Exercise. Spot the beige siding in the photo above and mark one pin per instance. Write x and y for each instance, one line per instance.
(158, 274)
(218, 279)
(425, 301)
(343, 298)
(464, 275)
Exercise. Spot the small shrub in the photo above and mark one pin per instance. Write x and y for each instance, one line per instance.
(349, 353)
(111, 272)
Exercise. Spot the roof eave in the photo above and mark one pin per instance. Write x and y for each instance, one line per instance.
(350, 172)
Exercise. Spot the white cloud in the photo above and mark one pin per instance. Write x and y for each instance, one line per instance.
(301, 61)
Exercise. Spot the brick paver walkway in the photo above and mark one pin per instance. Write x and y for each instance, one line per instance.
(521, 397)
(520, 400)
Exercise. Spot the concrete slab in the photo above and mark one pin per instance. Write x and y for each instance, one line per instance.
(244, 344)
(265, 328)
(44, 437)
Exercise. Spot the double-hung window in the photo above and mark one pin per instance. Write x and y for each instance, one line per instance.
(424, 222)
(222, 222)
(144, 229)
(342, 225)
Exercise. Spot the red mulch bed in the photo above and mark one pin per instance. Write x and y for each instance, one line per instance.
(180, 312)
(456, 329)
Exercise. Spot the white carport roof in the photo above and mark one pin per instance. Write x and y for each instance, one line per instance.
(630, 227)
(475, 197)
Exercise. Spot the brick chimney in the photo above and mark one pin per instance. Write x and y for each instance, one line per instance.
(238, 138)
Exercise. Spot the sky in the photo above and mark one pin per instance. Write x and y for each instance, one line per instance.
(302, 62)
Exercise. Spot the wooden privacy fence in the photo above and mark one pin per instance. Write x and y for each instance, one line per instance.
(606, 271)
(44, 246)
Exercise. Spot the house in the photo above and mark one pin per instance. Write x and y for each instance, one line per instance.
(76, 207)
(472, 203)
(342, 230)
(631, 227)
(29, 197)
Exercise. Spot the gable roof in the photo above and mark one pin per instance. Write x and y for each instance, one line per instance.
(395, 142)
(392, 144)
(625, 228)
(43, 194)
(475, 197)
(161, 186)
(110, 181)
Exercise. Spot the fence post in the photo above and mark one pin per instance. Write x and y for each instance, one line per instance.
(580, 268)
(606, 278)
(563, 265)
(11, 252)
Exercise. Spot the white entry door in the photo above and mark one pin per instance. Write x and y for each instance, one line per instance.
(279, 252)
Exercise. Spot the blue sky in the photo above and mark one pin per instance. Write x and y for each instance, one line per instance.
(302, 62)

— WHAT THE TASK REQUIRES —
Copy out every entry again, exactly as it was given.

— RIGHT ANSWER —
Exercise. Spot the beige siding in the photo above and mark one pin per instance. Write x and y for each instance, one line per instance.
(158, 274)
(218, 279)
(425, 301)
(343, 298)
(464, 275)
Exercise. Spot the small shrub in the photo above and mark one pin per instance. Write x and y for each instance, one line per instance.
(349, 353)
(111, 272)
Exercise. Spot the roof eave in the photo above and mark one pin per instance. Write x and y for each instance, one line per instance.
(350, 172)
Exercise. Spot the white cloud in the photo above and mark one pin per instance. Write x and y for each instance, one line per instance.
(301, 61)
Exercise. Spot the brick paver walkway in the photo above and mark one pin per instance. Write x and y for each instance, one line per instance.
(521, 397)
(520, 400)
Exercise. Spot the concrete slab in the photo above and mark one pin per instance. Write x and y for each instance, one line per instance.
(244, 344)
(265, 328)
(44, 437)
Exercise. Spot the double-hung window in the photo above and mark one pin per instance. Write x and y for each instance, one line per instance.
(424, 222)
(222, 222)
(144, 229)
(342, 225)
Exercise. Spot the red mulch bed in the photo above and mark one pin per instance. Write x and y for each instance, one line per instance.
(180, 312)
(456, 329)
Exercise. Spot the white carport roof in the photo above and mark one pin per instance. Write x and y for each instance, one line per instance.
(630, 227)
(475, 197)
Exercise. Spot the brick chimney in the photo above and mark one pin per instance. Write x and y for each instance, one line per instance.
(238, 138)
Exercise. Spot the sky in the photo above and mark one pin per instance. Write x and y for each instance, one line per instance.
(302, 62)
Exercise. Spot the wooden privacy fence in the photo above and mark one pin per instance. Write x and y for each instance, one line per instance.
(606, 271)
(44, 246)
Exercise. Spot the house in the photo above and mark one pin per instance. Write x and y for each instance, one line per instance.
(76, 207)
(472, 203)
(342, 230)
(631, 227)
(29, 197)
Exercise. Spot the gable roof in the photo above and mark one pin per instance. Write x and y for each instance, one line per instance.
(395, 142)
(392, 144)
(625, 228)
(43, 194)
(475, 197)
(161, 186)
(110, 181)
Exercise. Spot the fence post in the photo above and mark one pin per instance. Write x and y for each instance, one line per instance.
(580, 268)
(606, 278)
(563, 265)
(11, 252)
Exercise. Spot the white entry door in the photo above and mark one pin per instance. Write x and y for each instance, one line per instance.
(279, 252)
Exercise. Spot the blue sky in the photo above and mark one pin per instance. Write x and y for each instance, one line per instance.
(302, 62)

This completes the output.